▶ **Text passage**:
***
Dogs Have Feelings, Too: Research indicates Tail-Wagging Isn't Just About Excitement
You always knew your dog has a lot of feelings, and brand-new research proves it: canine tail-wagging can indicate a range of emotions that go way beyond just “happy,” suggest Italian researchers. A tail-wagging research group (yup, we didn't know that was a thing, either) published their finding in Current Biology Thursday. Here's a preview: The key to a dog’s mental state lies in whether the dog is wagging its tail to the left or to the right side, and that's something that other dogs pick up.
The researchers built upon two previous studies, first in 2007 and later in 2011, that examined tail-wagging behaviors when the dog was confronted by different characters: their owner; a dominant canine stranger; and a cat. (This is a Pixar movie waiting to happen.) When the dogs saw something or someone they liked, the tail moved to the right first. When they came up against something they didn't like so much, the tail veered to the left.
In the new research, the scientists discovered that other dogs pick up on a dog's tail-wagging and note which direction it starts moving in, which then in turn informs their own behaviors about how they'll interact with the dog. "It’s just fascinating that dogs pick up on it," said Co-Director of Duke University’s Canine Cognition Center (yes, also a thing) Evan MacLean.
***
▶ **Data**:
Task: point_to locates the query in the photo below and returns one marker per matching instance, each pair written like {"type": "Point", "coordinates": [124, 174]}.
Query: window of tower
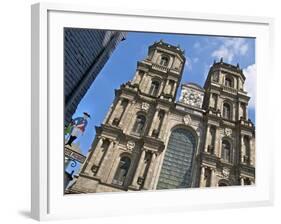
{"type": "Point", "coordinates": [164, 61]}
{"type": "Point", "coordinates": [139, 124]}
{"type": "Point", "coordinates": [225, 152]}
{"type": "Point", "coordinates": [154, 88]}
{"type": "Point", "coordinates": [226, 111]}
{"type": "Point", "coordinates": [122, 171]}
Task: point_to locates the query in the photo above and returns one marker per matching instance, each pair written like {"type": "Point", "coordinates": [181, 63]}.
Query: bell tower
{"type": "Point", "coordinates": [229, 137]}
{"type": "Point", "coordinates": [126, 151]}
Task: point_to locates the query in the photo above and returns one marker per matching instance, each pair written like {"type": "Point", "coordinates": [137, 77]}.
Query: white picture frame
{"type": "Point", "coordinates": [48, 201]}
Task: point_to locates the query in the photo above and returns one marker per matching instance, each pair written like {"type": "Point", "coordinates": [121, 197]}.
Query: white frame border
{"type": "Point", "coordinates": [40, 105]}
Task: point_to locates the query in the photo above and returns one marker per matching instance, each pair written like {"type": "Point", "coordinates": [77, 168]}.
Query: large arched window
{"type": "Point", "coordinates": [225, 151]}
{"type": "Point", "coordinates": [164, 61]}
{"type": "Point", "coordinates": [154, 88]}
{"type": "Point", "coordinates": [122, 171]}
{"type": "Point", "coordinates": [139, 124]}
{"type": "Point", "coordinates": [177, 164]}
{"type": "Point", "coordinates": [226, 111]}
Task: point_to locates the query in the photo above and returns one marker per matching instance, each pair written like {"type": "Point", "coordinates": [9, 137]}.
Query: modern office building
{"type": "Point", "coordinates": [85, 53]}
{"type": "Point", "coordinates": [149, 140]}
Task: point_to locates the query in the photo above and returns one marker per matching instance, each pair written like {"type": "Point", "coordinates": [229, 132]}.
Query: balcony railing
{"type": "Point", "coordinates": [160, 67]}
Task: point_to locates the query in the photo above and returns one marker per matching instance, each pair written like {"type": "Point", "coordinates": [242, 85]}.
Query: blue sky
{"type": "Point", "coordinates": [200, 52]}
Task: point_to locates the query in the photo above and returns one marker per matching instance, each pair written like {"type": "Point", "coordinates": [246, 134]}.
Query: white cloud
{"type": "Point", "coordinates": [195, 60]}
{"type": "Point", "coordinates": [197, 45]}
{"type": "Point", "coordinates": [230, 48]}
{"type": "Point", "coordinates": [250, 84]}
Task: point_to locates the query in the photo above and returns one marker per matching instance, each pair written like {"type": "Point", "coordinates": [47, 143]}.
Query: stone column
{"type": "Point", "coordinates": [125, 113]}
{"type": "Point", "coordinates": [241, 181]}
{"type": "Point", "coordinates": [155, 171]}
{"type": "Point", "coordinates": [128, 116]}
{"type": "Point", "coordinates": [251, 151]}
{"type": "Point", "coordinates": [216, 142]}
{"type": "Point", "coordinates": [207, 138]}
{"type": "Point", "coordinates": [213, 178]}
{"type": "Point", "coordinates": [202, 176]}
{"type": "Point", "coordinates": [139, 169]}
{"type": "Point", "coordinates": [174, 88]}
{"type": "Point", "coordinates": [242, 149]}
{"type": "Point", "coordinates": [114, 110]}
{"type": "Point", "coordinates": [104, 167]}
{"type": "Point", "coordinates": [153, 122]}
{"type": "Point", "coordinates": [137, 78]}
{"type": "Point", "coordinates": [163, 126]}
{"type": "Point", "coordinates": [98, 151]}
{"type": "Point", "coordinates": [148, 179]}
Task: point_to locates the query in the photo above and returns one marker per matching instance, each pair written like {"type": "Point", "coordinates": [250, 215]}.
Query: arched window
{"type": "Point", "coordinates": [122, 171]}
{"type": "Point", "coordinates": [154, 88]}
{"type": "Point", "coordinates": [226, 111]}
{"type": "Point", "coordinates": [164, 61]}
{"type": "Point", "coordinates": [176, 171]}
{"type": "Point", "coordinates": [223, 183]}
{"type": "Point", "coordinates": [225, 152]}
{"type": "Point", "coordinates": [139, 124]}
{"type": "Point", "coordinates": [246, 158]}
{"type": "Point", "coordinates": [228, 82]}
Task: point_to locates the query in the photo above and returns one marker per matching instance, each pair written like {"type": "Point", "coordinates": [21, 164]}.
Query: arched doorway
{"type": "Point", "coordinates": [177, 164]}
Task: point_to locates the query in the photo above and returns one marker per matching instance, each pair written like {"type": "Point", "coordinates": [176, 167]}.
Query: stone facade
{"type": "Point", "coordinates": [149, 141]}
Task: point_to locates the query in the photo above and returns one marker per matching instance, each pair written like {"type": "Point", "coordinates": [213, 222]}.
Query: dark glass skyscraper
{"type": "Point", "coordinates": [85, 53]}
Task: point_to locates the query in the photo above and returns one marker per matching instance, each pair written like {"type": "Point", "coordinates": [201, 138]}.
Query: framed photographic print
{"type": "Point", "coordinates": [161, 111]}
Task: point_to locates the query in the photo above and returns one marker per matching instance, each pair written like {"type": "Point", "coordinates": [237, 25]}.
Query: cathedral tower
{"type": "Point", "coordinates": [128, 144]}
{"type": "Point", "coordinates": [149, 140]}
{"type": "Point", "coordinates": [228, 156]}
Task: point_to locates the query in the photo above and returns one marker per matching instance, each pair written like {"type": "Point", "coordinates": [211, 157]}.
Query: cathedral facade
{"type": "Point", "coordinates": [149, 140]}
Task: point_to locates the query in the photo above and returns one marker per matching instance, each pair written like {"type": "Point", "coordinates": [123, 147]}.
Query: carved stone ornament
{"type": "Point", "coordinates": [225, 172]}
{"type": "Point", "coordinates": [145, 106]}
{"type": "Point", "coordinates": [187, 119]}
{"type": "Point", "coordinates": [192, 97]}
{"type": "Point", "coordinates": [130, 145]}
{"type": "Point", "coordinates": [227, 131]}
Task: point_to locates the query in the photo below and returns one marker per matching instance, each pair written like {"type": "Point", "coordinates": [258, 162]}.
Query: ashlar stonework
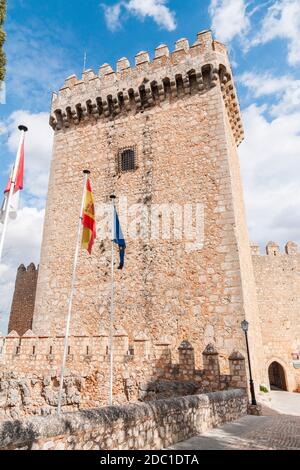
{"type": "Point", "coordinates": [180, 113]}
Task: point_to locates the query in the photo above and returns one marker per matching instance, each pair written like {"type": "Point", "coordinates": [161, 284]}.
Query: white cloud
{"type": "Point", "coordinates": [282, 21]}
{"type": "Point", "coordinates": [155, 9]}
{"type": "Point", "coordinates": [22, 245]}
{"type": "Point", "coordinates": [38, 146]}
{"type": "Point", "coordinates": [112, 16]}
{"type": "Point", "coordinates": [270, 159]}
{"type": "Point", "coordinates": [284, 88]}
{"type": "Point", "coordinates": [37, 62]}
{"type": "Point", "coordinates": [229, 19]}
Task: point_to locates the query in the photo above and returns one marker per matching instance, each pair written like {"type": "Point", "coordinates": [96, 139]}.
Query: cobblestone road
{"type": "Point", "coordinates": [272, 432]}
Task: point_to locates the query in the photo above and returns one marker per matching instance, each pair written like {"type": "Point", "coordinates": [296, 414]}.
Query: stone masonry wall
{"type": "Point", "coordinates": [21, 315]}
{"type": "Point", "coordinates": [278, 286]}
{"type": "Point", "coordinates": [151, 426]}
{"type": "Point", "coordinates": [180, 135]}
{"type": "Point", "coordinates": [30, 373]}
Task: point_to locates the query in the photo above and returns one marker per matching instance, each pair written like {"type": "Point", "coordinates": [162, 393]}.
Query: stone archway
{"type": "Point", "coordinates": [277, 376]}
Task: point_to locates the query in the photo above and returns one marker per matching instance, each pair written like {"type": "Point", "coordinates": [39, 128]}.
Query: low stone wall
{"type": "Point", "coordinates": [143, 426]}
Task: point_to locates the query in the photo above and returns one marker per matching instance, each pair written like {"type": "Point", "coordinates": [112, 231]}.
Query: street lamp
{"type": "Point", "coordinates": [245, 327]}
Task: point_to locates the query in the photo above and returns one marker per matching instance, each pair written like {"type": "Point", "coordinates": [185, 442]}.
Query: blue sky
{"type": "Point", "coordinates": [46, 43]}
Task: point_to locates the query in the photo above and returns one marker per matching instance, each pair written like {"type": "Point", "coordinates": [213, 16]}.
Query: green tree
{"type": "Point", "coordinates": [2, 39]}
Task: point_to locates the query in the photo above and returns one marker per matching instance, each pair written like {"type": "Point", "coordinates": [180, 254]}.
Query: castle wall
***
▶ **Problems and tasks**:
a) Retype the part of the dog tail-wagging article that opens with the words containing "Dogs Have Feelings, Too: Research" and closes with "dogs pick up.".
b) Which characters confronted the dogs in the earlier studies described in the dog tail-wagging article? List all of them.
c) Write what would follow the final sentence of the dog tail-wagging article.
The rows are separate material and unrelated to the dog tail-wagging article.

▶ **Outputs by task**:
a)
Dogs Have Feelings, Too: Research indicates Tail-Wagging Isn't Just About Excitement
You always knew your dog has a lot of feelings, and brand-new research proves it: canine tail-wagging can indicate a range of emotions that go way beyond just “happy,” suggest Italian researchers. A tail-wagging research group (yup, we didn't know that was a thing, either) published their finding in Current Biology Thursday. Here's a preview: The key to a dog’s mental state lies in whether the dog is wagging its tail to the left or to the right side, and that's something that other dogs pick up.

b) their owner; a dominant canine stranger; a cat

c)
The dogs' recognition of wagging-direction also implies that dogs' brains are divided into hemispheres, much like humans'. Wagging to the right, for example, promotes activity the left side of the brain, which is involved with "positive responses and social approachability." Conversely, wagging to the left activates the right side, which deals with anxiety and the flight response from danger.
"It seems that one interpretation of these findings is that dogs might use tail-wagging direction as an indicator of the state of the other animal ... and somehow match that state or use it as a signal of impending danger in the environment," wrote the study's authors.
Anyway, we can all go home and stare at our dogs now.